-- WORK TO COMPLETE --
1 – Summarize the text about Hijras in two sentences.
2 – List each country that the text about Hijras says has officially recognized a third gender or third option, along with the year given.

-- EXTRACT PROVIDED --
----
Once introduced to the community, they learn a new language know as Hijra Farsi. It isn’t actually Farsi, but originates from the Hindustani language, spoken by Muslims. Hindu Hijras (more common in the south of India) speak a Gupti variant. Hijra Farsi is centuries old and dates back to the Mughal Empire, and the fact that it still exists today proves the care and protection with which they treat it. To them it is part of their identity, it is not a mother tongue, but a language they learn once they are accepted into their Hijra community. It’s not a simple list of codewords, it has its own lexicon and syntax, and they treat it as a separate language, which makes it all the more valuable. They never share it with outsiders, that would breach the integrity of the system, and when asked about it they lie or play it off as a dialect. They protect one another by communicating in a tongue outsiders don’t understand, to be able to warn each other when danger arises. This is the reason why it is vital for the language not to be compromised by outsiders.
Their persistence is remarkable as well, they have managed to gain a little bit of respect and a bare minimum of rights over the last decade, despite backlash and discrimination. In 2014 India passed a judgement that recognises Hijras as a third gender, therefore recognising their existence. Previously, they had to identify as either male or female in order to have access to education, healthcare and employment. Pakistan allowed for a third option in 2010 already, but required a medical examination to be passed in order to receive official confirmation. This of course is problematic, because it is not up to others to determine one’s identity, let alone decide on its validity. In Bangladesh the third gender has been recognised since 2013, in Nepal since 2007, even though they are only allowed to change from M/F to O (other), not choose to go from male to female, or vice versa.
They still live outside of regular society however, and survive by performing, begging and prostitution. The superstition that a curse from a Hijra will come true doesn’t help their fate, and keeps them in an in-between spot where they are feared for their status - which is why begging works because people give them money out of fear to be cursed - yet they are invited to weddings, baptisms, important family gatherings and celebrations, because their blessing is equally valuable. Nevertheless, they are only treated well when it is convenient, or out of fear.
Shahria Sharmin is a Bangladeshi photographer, based in Dhaka. She started this project in 2012, and it is still ongoing. She shows her own journey in understanding the Hijra community through this project, which features Hijras in Bangladesh, as well as a number of Hijras who migrated to India where social acceptance is a little higher. Her goal is to amplify their voices, show the beauty of these people and inspire other Hijras to carve out more space for themselves.
----
-- INFORMATION PROVIDED --
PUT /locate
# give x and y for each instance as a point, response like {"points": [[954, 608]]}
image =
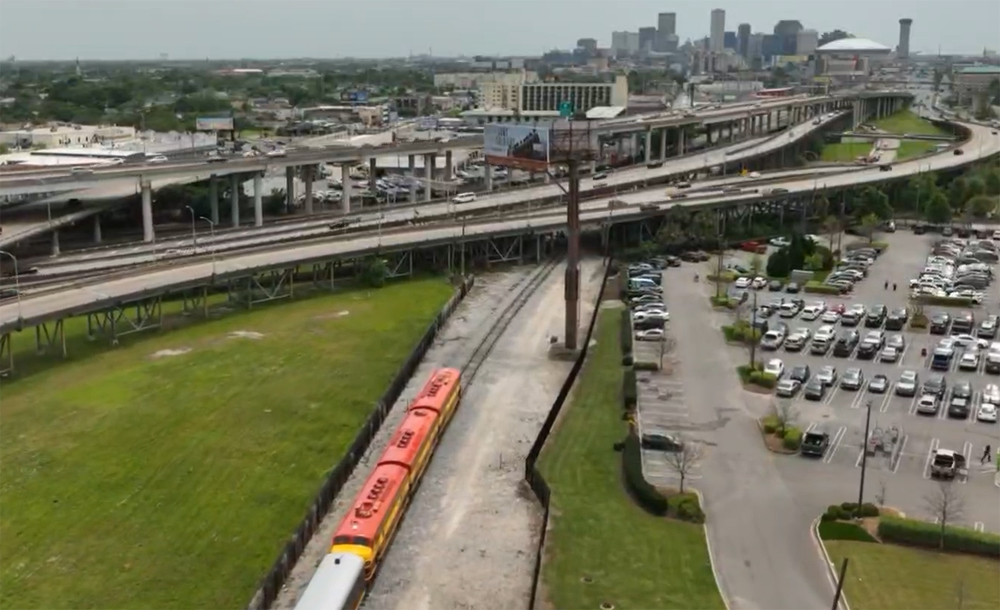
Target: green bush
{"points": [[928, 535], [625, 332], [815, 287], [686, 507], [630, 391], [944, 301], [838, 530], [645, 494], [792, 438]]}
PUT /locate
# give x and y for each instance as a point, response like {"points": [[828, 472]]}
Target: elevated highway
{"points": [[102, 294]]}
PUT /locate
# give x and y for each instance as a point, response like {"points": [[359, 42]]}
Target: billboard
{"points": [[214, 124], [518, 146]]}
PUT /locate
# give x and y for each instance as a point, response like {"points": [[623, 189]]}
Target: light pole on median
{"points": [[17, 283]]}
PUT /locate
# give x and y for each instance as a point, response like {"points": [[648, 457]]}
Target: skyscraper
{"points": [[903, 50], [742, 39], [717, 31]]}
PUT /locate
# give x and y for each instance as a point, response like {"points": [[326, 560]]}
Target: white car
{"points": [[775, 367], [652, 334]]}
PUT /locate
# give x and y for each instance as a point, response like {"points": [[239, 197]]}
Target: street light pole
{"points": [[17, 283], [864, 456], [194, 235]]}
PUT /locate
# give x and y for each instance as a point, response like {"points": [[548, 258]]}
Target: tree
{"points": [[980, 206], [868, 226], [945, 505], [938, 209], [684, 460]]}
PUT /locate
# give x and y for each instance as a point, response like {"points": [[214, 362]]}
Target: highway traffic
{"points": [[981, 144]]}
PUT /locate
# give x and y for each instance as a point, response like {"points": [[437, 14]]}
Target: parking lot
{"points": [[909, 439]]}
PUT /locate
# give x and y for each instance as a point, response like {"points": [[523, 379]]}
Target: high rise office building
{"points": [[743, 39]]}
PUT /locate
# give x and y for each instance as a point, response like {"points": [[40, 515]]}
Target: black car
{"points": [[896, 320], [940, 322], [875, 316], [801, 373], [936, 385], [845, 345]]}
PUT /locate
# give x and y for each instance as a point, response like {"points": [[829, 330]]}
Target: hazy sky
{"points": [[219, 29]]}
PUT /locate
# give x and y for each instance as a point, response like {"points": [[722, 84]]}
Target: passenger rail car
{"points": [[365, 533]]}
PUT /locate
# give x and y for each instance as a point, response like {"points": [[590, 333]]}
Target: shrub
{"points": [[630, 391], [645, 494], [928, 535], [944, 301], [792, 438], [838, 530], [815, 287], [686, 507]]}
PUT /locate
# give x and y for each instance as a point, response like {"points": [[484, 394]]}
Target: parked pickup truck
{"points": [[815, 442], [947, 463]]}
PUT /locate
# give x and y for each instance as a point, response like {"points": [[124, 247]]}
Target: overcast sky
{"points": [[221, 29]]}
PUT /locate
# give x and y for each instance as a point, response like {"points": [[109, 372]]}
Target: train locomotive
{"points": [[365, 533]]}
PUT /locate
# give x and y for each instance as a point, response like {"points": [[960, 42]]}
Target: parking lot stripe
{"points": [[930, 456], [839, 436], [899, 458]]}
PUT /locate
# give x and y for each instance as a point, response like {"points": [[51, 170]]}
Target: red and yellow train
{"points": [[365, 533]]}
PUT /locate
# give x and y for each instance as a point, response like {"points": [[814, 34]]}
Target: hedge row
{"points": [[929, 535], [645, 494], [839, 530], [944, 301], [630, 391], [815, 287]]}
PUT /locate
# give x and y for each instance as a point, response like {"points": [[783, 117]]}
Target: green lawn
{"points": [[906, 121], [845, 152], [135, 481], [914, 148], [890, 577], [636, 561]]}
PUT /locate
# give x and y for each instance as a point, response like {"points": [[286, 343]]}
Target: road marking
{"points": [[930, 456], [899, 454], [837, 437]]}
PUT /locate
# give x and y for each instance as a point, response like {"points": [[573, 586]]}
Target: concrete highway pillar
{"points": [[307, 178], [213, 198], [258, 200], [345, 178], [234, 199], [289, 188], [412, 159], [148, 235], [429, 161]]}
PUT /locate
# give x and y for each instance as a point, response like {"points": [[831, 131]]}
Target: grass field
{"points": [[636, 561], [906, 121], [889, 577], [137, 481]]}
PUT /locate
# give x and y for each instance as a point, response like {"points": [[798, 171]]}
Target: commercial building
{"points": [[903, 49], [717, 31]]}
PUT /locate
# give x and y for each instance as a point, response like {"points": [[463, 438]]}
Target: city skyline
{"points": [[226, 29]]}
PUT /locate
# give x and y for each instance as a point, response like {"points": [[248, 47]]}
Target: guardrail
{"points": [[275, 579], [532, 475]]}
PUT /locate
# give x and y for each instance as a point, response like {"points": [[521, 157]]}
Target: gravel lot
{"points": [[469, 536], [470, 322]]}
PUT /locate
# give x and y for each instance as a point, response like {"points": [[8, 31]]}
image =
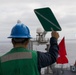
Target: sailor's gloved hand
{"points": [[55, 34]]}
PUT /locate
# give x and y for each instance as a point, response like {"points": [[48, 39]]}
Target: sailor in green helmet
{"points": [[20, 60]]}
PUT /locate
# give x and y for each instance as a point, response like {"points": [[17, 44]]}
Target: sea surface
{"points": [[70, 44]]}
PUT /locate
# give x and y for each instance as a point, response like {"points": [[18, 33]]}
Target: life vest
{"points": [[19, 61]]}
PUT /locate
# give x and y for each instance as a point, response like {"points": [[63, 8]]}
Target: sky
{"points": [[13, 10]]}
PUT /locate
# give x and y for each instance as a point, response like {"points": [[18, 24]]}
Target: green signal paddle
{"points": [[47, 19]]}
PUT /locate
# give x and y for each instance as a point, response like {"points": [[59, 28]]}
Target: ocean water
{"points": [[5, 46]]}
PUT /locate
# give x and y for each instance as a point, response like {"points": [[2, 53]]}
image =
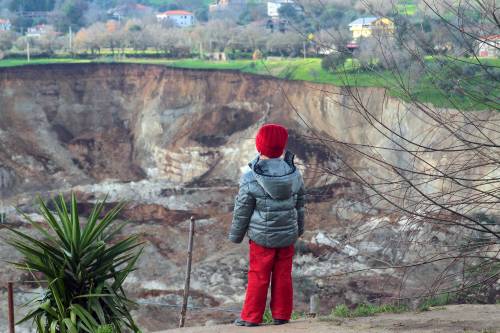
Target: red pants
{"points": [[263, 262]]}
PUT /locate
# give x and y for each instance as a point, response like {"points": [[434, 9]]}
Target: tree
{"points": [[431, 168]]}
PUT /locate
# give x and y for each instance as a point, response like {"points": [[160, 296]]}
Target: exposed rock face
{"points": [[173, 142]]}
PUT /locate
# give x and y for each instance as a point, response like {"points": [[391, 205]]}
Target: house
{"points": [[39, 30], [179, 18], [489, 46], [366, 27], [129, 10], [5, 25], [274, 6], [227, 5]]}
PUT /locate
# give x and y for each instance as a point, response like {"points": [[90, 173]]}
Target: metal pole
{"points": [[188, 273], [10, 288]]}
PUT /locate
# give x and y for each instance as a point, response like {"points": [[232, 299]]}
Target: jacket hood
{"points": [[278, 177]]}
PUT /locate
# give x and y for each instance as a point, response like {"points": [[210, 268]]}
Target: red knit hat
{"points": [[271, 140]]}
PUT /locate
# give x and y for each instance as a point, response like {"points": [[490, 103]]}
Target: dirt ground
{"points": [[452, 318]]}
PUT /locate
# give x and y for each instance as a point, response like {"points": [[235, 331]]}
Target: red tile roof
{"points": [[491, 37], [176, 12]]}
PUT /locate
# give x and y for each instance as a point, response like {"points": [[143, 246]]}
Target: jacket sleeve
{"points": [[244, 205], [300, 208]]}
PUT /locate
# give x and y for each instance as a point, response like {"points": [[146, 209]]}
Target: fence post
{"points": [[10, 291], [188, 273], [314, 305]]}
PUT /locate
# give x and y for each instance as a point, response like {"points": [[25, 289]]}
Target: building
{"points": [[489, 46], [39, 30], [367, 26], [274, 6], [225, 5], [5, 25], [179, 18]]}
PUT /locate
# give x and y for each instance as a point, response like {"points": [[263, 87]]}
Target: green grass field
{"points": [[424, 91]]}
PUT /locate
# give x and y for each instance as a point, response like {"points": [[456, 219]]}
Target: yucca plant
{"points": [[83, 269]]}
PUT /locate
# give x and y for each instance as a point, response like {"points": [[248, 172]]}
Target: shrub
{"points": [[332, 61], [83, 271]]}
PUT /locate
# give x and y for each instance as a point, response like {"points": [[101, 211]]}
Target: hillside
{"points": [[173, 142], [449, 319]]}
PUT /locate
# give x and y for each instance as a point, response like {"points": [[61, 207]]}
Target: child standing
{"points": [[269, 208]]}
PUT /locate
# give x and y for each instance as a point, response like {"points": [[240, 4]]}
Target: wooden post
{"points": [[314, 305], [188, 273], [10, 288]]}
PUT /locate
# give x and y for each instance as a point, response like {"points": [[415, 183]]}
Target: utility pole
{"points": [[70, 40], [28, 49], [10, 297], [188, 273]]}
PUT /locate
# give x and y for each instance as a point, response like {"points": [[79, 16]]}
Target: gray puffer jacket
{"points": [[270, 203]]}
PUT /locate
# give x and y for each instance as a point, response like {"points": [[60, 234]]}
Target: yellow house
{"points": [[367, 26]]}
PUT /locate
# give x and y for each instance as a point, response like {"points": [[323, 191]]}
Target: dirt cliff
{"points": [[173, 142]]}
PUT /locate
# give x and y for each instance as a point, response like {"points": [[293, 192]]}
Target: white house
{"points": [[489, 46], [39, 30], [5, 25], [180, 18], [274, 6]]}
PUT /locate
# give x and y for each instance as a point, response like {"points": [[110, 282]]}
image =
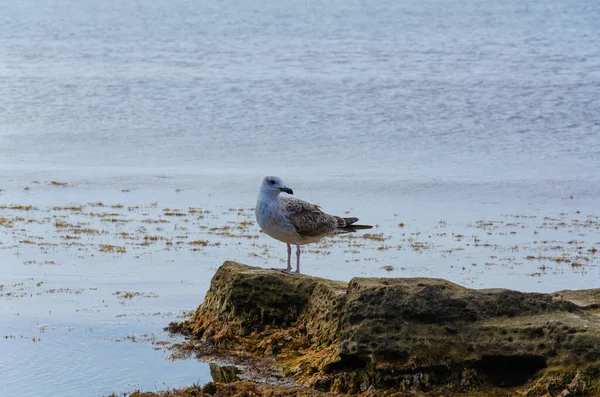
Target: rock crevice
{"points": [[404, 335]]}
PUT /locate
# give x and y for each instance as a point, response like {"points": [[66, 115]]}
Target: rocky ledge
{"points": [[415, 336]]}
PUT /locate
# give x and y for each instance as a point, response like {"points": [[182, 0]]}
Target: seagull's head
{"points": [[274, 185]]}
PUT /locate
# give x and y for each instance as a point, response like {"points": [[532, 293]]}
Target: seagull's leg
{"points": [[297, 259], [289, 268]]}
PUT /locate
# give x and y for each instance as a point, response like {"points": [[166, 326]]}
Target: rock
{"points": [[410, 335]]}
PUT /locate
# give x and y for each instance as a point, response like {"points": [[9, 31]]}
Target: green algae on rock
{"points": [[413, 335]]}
----
-- ANSWER SET --
1 – Hijras learn Hijra Farsi, a centuries-old language with its own lexicon and syntax that they keep from outsiders so they can protect one another, and India, Pakistan, Bangladesh and Nepal have each legally recognized a third gender. Hijras still live outside regular society, surviving by performing, begging and prostitution, and Bangladeshi photographer Shahria Sharmin has documented them in an ongoing project she began in 2012.

2 –
- India: 2014
- Pakistan: 2010
- Bangladesh: 2013
- Nepal: 2007